▶ _WHAT IS NEEDED_
Could you copy every entry exactly, with nothing changed?

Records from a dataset
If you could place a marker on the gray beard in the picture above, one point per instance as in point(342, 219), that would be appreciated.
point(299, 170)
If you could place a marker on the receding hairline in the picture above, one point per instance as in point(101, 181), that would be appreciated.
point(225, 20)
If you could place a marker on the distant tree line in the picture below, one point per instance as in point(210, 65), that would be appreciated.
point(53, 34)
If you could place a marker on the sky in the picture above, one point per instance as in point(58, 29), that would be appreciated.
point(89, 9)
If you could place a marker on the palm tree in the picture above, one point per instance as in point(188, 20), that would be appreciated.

▶ _TASK SOLUTION_
If you could place a marker on the gray beard in the picture above, one point per instance as in point(342, 219), that would be appreciated.
point(299, 170)
If you could place a marker on the receding hairline in the picture above, one point per instance as in point(101, 181), that would be appreciated.
point(225, 20)
If you could place a marker on the distant tree line in the picture below, one point per instance as in point(210, 65), that would be appreciated.
point(53, 34)
If you could place a marker on the sky in the picture above, one point per instance as in point(58, 29), that would be appreciated.
point(89, 9)
If you could place a marker on the palm tree in the picture above, one point per instance as in point(188, 20), that would be appreciated.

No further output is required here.